#### [Problem]
Every line of the data is to be transcribed without error.

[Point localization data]
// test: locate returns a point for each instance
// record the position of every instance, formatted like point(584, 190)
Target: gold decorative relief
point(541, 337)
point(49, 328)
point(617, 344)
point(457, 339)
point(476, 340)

#### [Answer below]
// test: locate returns a point for each instance
// record the position of every instance, formatted like point(584, 190)
Target: gold decorative relief
point(541, 337)
point(49, 328)
point(617, 344)
point(457, 339)
point(476, 340)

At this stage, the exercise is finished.